| EXTRAIT DE LA DISCUSSION |
# Le bon moment ?



## Iguana7 (21 Janvier 2020)

Hello tout le monde,
J'ai une vieille barre de son et j'envisage de la remplacer. Rien de très urgent mais je m'intéresse depuis peu au HomePod.
Certains l'utilisent ils pour regarder la TV (j'ai une apple tv bien évidemment). 
L'appareil est facile d'utilisation en nomade ? (l'emmener à la salle de sport par ex)
Conseillez-vous d'attendre une prochaine version ?

Merci !


----------



## edenpulse (21 Janvier 2020)

ça ne fonctionne pas comme une enceinte bluetooth... si tu veux l'emmener en salle de sport (hormis le volume et poids un peu imposants) il te faudra une prise éléctrique et un réseau wifi pour qu'elle fonctionne.

| CONSIGNES |
**a.** Quels appareils audio sont mentionnés dans la discussion sur le HomePod ?
**b.** Rédigez la suite de la discussion sur le HomePod après son dernier message.
Le listing qui suit provient d'une autre source que la discussion.

| EXTRAIT DE DONNÉES |
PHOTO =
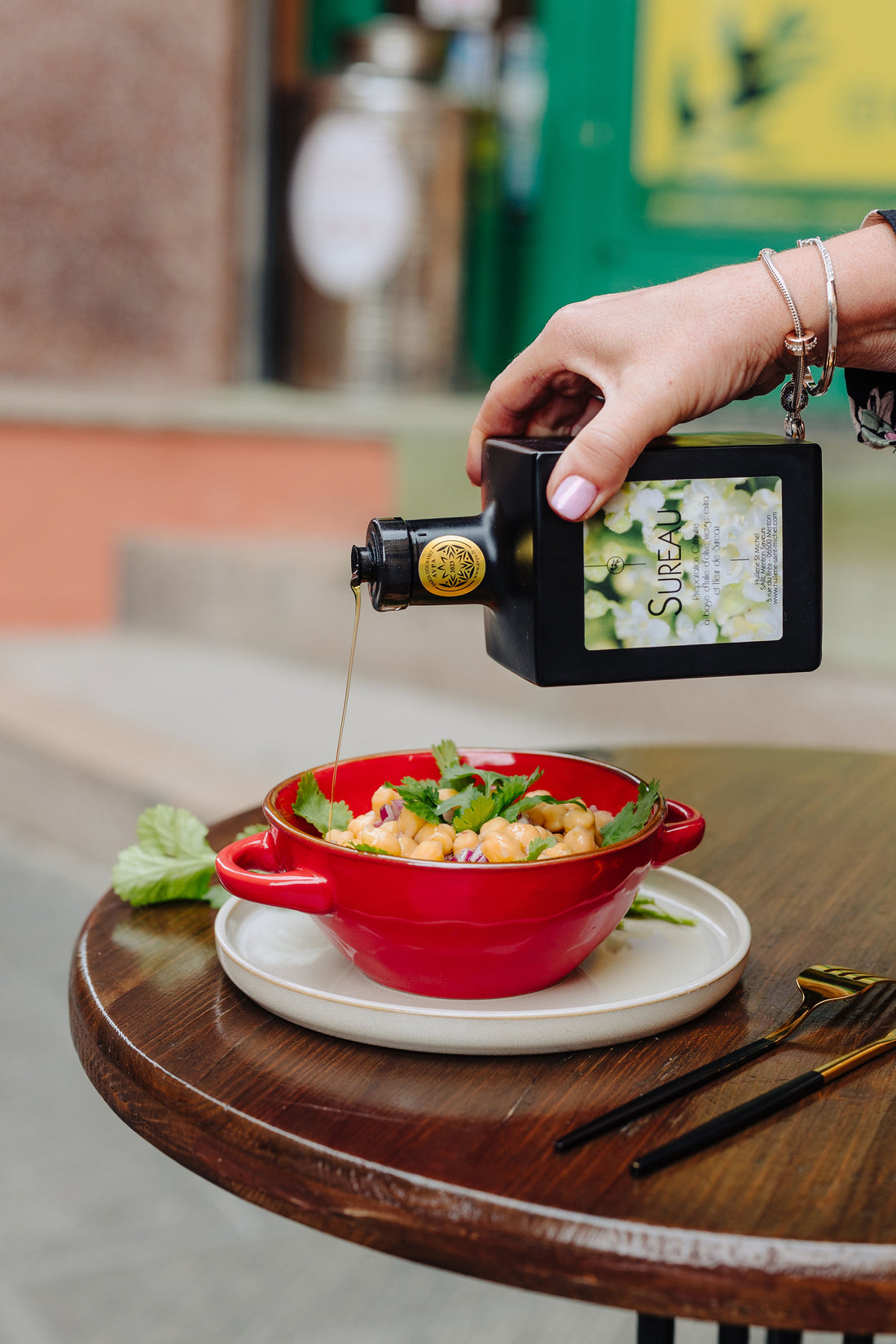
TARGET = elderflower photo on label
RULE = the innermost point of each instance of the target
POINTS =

| RÉPONSES |
**a.**
- la barre de son
- le HomePod
- l'enceinte bluetooth

**b.**
Et comme tout en technologie : plus tu attends, mieux c'est.


----------



## Iguana7 (22 Janvier 2020)

edenpulse a dit:


> ça ne fonctionne pas comme une enceinte bluetooth... si tu veux l'emmener en salle de sport (hormis le volume et poids un peu imposants) il te faudra une prise éléctrique et un réseau wifi pour qu'elle fonctionne.
> Et comme tout en technologie : plus tu attends, mieux c'est.


Tu parles du wifi mais la 4g de mon iPhone est suffisant on est d'accord ?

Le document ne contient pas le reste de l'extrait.